Text-to-region grounding data
■ ■ ■
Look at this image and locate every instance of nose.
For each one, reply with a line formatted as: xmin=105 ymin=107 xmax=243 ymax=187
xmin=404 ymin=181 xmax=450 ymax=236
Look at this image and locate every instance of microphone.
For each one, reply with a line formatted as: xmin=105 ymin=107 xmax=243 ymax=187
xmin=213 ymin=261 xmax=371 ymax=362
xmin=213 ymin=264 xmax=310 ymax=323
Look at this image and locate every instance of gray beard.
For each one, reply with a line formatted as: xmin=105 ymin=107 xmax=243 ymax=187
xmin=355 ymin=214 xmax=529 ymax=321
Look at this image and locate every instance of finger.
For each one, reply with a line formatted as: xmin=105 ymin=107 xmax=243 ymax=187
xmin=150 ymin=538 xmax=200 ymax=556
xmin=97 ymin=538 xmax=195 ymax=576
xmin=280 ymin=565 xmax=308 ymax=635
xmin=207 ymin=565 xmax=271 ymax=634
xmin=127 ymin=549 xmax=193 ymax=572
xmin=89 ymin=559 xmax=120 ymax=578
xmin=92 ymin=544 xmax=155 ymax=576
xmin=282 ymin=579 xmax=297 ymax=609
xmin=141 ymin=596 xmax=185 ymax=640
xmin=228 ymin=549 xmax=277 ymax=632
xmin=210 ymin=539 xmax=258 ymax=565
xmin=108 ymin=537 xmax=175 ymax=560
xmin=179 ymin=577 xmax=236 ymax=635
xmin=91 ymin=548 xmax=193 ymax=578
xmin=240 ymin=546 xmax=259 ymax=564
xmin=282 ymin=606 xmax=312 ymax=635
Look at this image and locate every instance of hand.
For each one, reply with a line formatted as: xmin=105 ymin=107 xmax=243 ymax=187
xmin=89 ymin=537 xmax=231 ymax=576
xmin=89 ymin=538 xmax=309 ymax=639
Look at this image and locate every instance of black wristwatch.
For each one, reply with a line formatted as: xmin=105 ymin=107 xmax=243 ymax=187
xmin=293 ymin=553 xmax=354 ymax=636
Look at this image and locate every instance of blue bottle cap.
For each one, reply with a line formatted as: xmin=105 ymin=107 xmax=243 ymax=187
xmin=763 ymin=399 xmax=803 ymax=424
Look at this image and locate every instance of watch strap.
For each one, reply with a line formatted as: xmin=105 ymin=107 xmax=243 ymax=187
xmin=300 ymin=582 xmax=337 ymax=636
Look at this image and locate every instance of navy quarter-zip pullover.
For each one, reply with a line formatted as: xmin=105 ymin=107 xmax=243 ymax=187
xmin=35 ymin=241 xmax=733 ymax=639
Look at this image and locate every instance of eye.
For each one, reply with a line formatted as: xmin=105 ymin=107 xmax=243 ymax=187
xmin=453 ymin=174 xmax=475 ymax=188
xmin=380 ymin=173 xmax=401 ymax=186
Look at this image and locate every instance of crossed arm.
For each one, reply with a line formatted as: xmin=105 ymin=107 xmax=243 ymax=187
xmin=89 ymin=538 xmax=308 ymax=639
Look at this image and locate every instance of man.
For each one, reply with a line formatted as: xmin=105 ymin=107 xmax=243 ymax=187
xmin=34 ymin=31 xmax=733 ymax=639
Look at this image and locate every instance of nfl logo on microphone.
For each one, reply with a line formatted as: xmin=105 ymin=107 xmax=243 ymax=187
■ ■ ■
» **Problem to solve**:
Transcribe all the entries exactly, as they stand.

» **Finished exercise**:
Look at this image and locate every instance of nose.
For each one, reply with a line formatted as: xmin=105 ymin=107 xmax=243 ymax=187
xmin=404 ymin=181 xmax=450 ymax=236
Look at this image and locate every instance of microphone.
For each one, reply with a line formatted as: xmin=105 ymin=107 xmax=243 ymax=187
xmin=213 ymin=261 xmax=371 ymax=362
xmin=213 ymin=264 xmax=310 ymax=323
Look at this image and locate every instance of gray beard.
For each one, reply with a line formatted as: xmin=105 ymin=107 xmax=243 ymax=187
xmin=355 ymin=214 xmax=529 ymax=321
Look at this image and locate every instance of finger.
For each one, reply with a line formatted as: xmin=105 ymin=107 xmax=243 ymax=187
xmin=150 ymin=538 xmax=200 ymax=556
xmin=97 ymin=538 xmax=195 ymax=576
xmin=280 ymin=565 xmax=308 ymax=635
xmin=207 ymin=565 xmax=271 ymax=634
xmin=127 ymin=549 xmax=193 ymax=572
xmin=89 ymin=559 xmax=120 ymax=578
xmin=92 ymin=544 xmax=155 ymax=576
xmin=282 ymin=579 xmax=297 ymax=609
xmin=141 ymin=596 xmax=185 ymax=640
xmin=228 ymin=549 xmax=277 ymax=632
xmin=210 ymin=539 xmax=258 ymax=565
xmin=108 ymin=537 xmax=175 ymax=560
xmin=179 ymin=577 xmax=236 ymax=635
xmin=91 ymin=548 xmax=193 ymax=578
xmin=240 ymin=546 xmax=259 ymax=564
xmin=282 ymin=606 xmax=312 ymax=635
Look at this image and locate every instance of hand.
For each one, reply with a line formatted as: xmin=105 ymin=107 xmax=243 ymax=187
xmin=89 ymin=537 xmax=231 ymax=576
xmin=89 ymin=538 xmax=309 ymax=639
Look at this image and locate every instance of black wristwatch.
For each one, reply with a line formatted as: xmin=105 ymin=107 xmax=243 ymax=187
xmin=293 ymin=553 xmax=354 ymax=636
Look at this image and locate every instance of blue bottle cap.
For each one, reply with a line formatted as: xmin=105 ymin=107 xmax=243 ymax=187
xmin=763 ymin=399 xmax=803 ymax=424
Look at this image and locate every instance of watch strap.
For each one, reply with a line formatted as: xmin=105 ymin=107 xmax=243 ymax=187
xmin=300 ymin=582 xmax=337 ymax=636
Look at this image and locate every instance of navy quarter-zip pullover.
For each one, reply with a line formatted as: xmin=105 ymin=107 xmax=243 ymax=187
xmin=35 ymin=241 xmax=733 ymax=639
Look at this image and locate every instance of eye.
For each one, reply with a line formatted as: xmin=105 ymin=107 xmax=243 ymax=187
xmin=453 ymin=174 xmax=475 ymax=188
xmin=380 ymin=173 xmax=401 ymax=186
Look at this image and locate every instance of crossed arm.
For each one, reply with a line formatted as: xmin=105 ymin=107 xmax=243 ymax=187
xmin=89 ymin=538 xmax=308 ymax=639
Look at this image and locate every instance of man.
For each one, reply with a line formatted as: xmin=105 ymin=107 xmax=243 ymax=187
xmin=34 ymin=31 xmax=733 ymax=639
Look at this image and locate every instance of nfl logo on microphone.
For each one, reply with a line formatted as: xmin=105 ymin=107 xmax=243 ymax=187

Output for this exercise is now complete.